What to do
Give the lines again, unchanged, starting with the line containing "Target: wing" and ending with the last line of the data below.

=== Materials provided ===

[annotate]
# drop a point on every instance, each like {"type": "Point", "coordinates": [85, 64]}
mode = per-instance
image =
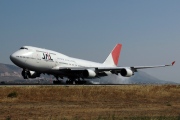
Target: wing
{"type": "Point", "coordinates": [92, 72]}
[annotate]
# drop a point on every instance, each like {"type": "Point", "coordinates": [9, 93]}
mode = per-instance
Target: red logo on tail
{"type": "Point", "coordinates": [116, 53]}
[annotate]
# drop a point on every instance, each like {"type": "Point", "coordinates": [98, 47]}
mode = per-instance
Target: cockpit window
{"type": "Point", "coordinates": [24, 48]}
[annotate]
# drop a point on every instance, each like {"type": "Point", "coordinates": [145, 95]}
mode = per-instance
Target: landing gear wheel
{"type": "Point", "coordinates": [57, 82]}
{"type": "Point", "coordinates": [24, 74]}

===

Worked solution
Target: wing
{"type": "Point", "coordinates": [92, 72]}
[annotate]
# drop a point on every instance, each like {"type": "Point", "coordinates": [9, 93]}
mode = per-instance
Target: red logo on tail
{"type": "Point", "coordinates": [116, 53]}
[annotate]
# drop a point on every instance, each like {"type": "Point", "coordinates": [98, 47]}
mode = per-instance
Target: cockpit window
{"type": "Point", "coordinates": [24, 48]}
[annotate]
# drop a point on every instance, each like {"type": "Point", "coordinates": [145, 95]}
mode = per-instance
Target: landing gear wheel
{"type": "Point", "coordinates": [57, 82]}
{"type": "Point", "coordinates": [24, 74]}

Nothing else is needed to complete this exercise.